## Records for the task

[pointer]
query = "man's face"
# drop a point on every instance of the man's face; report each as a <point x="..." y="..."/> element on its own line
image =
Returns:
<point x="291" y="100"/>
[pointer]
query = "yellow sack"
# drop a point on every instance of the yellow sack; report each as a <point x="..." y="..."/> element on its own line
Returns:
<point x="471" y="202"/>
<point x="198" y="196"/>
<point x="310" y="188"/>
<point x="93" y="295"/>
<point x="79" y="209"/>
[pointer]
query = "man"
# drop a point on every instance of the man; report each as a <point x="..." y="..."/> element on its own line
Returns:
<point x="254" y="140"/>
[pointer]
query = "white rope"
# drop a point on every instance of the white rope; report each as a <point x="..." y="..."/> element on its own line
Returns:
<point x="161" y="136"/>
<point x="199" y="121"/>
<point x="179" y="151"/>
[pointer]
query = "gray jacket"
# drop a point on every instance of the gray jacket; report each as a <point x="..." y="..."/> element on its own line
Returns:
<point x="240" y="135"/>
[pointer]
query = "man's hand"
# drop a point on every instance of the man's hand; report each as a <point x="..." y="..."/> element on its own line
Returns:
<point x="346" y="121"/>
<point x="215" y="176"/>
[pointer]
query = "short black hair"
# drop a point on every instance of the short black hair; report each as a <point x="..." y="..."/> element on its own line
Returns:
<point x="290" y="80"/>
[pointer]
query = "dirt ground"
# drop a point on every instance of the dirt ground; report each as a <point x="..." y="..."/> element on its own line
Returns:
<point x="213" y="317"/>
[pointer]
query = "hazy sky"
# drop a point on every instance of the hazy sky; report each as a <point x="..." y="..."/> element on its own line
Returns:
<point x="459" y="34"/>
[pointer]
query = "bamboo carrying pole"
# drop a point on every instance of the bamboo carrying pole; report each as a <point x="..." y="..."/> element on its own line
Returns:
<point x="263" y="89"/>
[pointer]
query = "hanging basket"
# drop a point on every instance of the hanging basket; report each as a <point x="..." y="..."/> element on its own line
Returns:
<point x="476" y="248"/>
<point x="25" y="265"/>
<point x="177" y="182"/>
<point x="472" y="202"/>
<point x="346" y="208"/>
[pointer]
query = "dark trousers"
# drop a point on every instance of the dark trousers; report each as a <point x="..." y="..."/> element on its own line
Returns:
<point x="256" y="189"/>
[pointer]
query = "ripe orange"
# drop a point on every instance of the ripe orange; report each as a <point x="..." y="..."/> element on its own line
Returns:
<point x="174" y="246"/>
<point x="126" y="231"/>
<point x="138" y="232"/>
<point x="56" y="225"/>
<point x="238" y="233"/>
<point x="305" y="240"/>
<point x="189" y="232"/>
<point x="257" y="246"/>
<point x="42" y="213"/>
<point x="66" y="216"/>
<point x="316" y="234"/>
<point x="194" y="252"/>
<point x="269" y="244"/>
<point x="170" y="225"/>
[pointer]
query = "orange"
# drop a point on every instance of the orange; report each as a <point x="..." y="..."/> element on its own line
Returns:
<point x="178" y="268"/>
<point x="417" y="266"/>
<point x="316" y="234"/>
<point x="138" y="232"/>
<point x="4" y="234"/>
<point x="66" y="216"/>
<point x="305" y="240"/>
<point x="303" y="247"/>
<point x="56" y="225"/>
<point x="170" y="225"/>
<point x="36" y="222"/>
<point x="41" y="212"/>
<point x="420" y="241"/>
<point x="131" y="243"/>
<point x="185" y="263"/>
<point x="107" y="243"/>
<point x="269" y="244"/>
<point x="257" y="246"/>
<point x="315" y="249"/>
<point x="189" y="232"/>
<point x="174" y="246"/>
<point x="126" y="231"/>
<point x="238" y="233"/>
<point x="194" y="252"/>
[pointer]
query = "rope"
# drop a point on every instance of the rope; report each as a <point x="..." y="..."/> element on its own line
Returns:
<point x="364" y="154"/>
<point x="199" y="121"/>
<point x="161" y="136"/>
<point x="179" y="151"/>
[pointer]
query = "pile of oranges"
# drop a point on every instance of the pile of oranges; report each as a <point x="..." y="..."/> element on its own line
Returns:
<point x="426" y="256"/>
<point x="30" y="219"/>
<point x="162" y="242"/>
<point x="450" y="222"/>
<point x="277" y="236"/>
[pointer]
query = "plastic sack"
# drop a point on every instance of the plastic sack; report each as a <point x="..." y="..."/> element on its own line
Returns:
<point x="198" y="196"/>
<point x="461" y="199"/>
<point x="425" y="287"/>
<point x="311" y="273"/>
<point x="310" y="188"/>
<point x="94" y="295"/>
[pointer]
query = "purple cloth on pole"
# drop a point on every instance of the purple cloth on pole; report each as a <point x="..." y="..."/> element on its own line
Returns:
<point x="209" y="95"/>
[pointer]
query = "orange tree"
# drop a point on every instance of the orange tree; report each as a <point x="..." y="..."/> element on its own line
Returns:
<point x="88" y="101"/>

## Task objective
Please return the data above exactly as given.

## Response to the exercise
[pointer]
query = "man's face"
# drop a point on every instance of the man's face; report each as a <point x="..." y="..."/> element on its own line
image =
Returns:
<point x="291" y="100"/>
[pointer]
query = "yellow sack"
# drop a point on every instance of the yellow sack; report each as a <point x="..." y="..."/> element on its own line
Returns:
<point x="471" y="202"/>
<point x="198" y="196"/>
<point x="310" y="188"/>
<point x="93" y="295"/>
<point x="79" y="209"/>
[pointer]
query = "man"
# drop a point on every instance of the man; report each as a <point x="..." y="..."/> element on its own line
Returns:
<point x="254" y="140"/>
[pointer]
query = "white rope"
# drop a point on every instance of the white rope; report each as a <point x="..." y="..."/> element on its own line
Returns:
<point x="161" y="136"/>
<point x="199" y="121"/>
<point x="179" y="151"/>
[pointer]
query = "gray jacket"
# drop a point on every instance of the gray jacket; report each as a <point x="..." y="..."/> element on its own line
Returns:
<point x="240" y="135"/>
[pointer]
query = "man's hand"
# drop a point on every instance of the man's hand; report each as a <point x="..." y="..."/> element on its own line
Returns:
<point x="346" y="121"/>
<point x="215" y="176"/>
[pointer]
query = "short black hair"
# drop a point on every instance of the short black hair; report each as a <point x="..." y="..."/> element on its own line
Returns:
<point x="290" y="80"/>
[pointer]
query = "dirt ground"
# drop a point on every instance of the dirt ground; report each as a <point x="..." y="..."/> element on its own line
Returns:
<point x="213" y="317"/>
[pointer]
query = "hazy sky"
# drop a point on every instance of the hazy sky; report each as a <point x="..." y="..."/> element on its own line
Returns:
<point x="459" y="34"/>
[pointer]
query = "bamboo carrying pole"
# drop a point on every instance of the bamboo carrying pole; report each as a <point x="..." y="..."/> element on its own line
Returns:
<point x="263" y="89"/>
[pointer]
query = "hanging basket"
# drop a point on every instance of the hanging basket; report each as a <point x="..." y="..."/> element on its own line
Returns:
<point x="476" y="248"/>
<point x="25" y="265"/>
<point x="177" y="182"/>
<point x="472" y="202"/>
<point x="346" y="208"/>
[pointer]
query = "dark trousers"
# drop a point on every instance of the dark trousers; report each as a <point x="..." y="..."/> element on its own line
Returns:
<point x="256" y="189"/>
[pointer]
query = "ripe orange"
# drop a point on every instance of the ripe orange; report each as a <point x="..." y="..."/> element on its own line
Returns:
<point x="174" y="246"/>
<point x="126" y="231"/>
<point x="138" y="232"/>
<point x="56" y="225"/>
<point x="238" y="233"/>
<point x="305" y="240"/>
<point x="189" y="232"/>
<point x="257" y="246"/>
<point x="42" y="213"/>
<point x="66" y="216"/>
<point x="316" y="234"/>
<point x="194" y="252"/>
<point x="269" y="244"/>
<point x="170" y="225"/>
[pointer]
query = "orange"
# drop a point on every instance of the orange; report each as a <point x="..." y="..."/> element on its own line
Returns:
<point x="178" y="268"/>
<point x="417" y="266"/>
<point x="316" y="234"/>
<point x="138" y="232"/>
<point x="4" y="234"/>
<point x="66" y="216"/>
<point x="305" y="240"/>
<point x="303" y="247"/>
<point x="56" y="225"/>
<point x="170" y="225"/>
<point x="36" y="222"/>
<point x="41" y="212"/>
<point x="420" y="241"/>
<point x="131" y="243"/>
<point x="185" y="263"/>
<point x="107" y="243"/>
<point x="269" y="244"/>
<point x="257" y="246"/>
<point x="315" y="249"/>
<point x="189" y="232"/>
<point x="174" y="246"/>
<point x="126" y="231"/>
<point x="238" y="233"/>
<point x="194" y="252"/>
[pointer]
query = "rope"
# drop a point on every instance of the rope; report each as a <point x="..." y="..."/> element on its own line
Returns:
<point x="364" y="154"/>
<point x="199" y="121"/>
<point x="161" y="136"/>
<point x="179" y="151"/>
[pointer]
query = "pile of oranges"
# drop a point on every instance of the pile of oranges; report each as a <point x="..." y="..."/> element on its own line
Returns:
<point x="426" y="256"/>
<point x="30" y="219"/>
<point x="162" y="242"/>
<point x="450" y="222"/>
<point x="277" y="236"/>
[pointer]
query = "plastic sack"
# drop a point on every instance of the plastic sack; report each as a <point x="..." y="..."/> element on its own line
Returns:
<point x="198" y="196"/>
<point x="461" y="199"/>
<point x="425" y="287"/>
<point x="311" y="273"/>
<point x="310" y="188"/>
<point x="94" y="295"/>
[pointer]
query = "purple cloth on pole"
# drop a point on every instance of the purple cloth on pole; report each as a <point x="..." y="..."/> element on its own line
Returns:
<point x="209" y="95"/>
[pointer]
query = "orange tree"
# drop a point on every instance of the orange tree; report each as a <point x="..." y="..."/> element on its own line
Returns:
<point x="88" y="101"/>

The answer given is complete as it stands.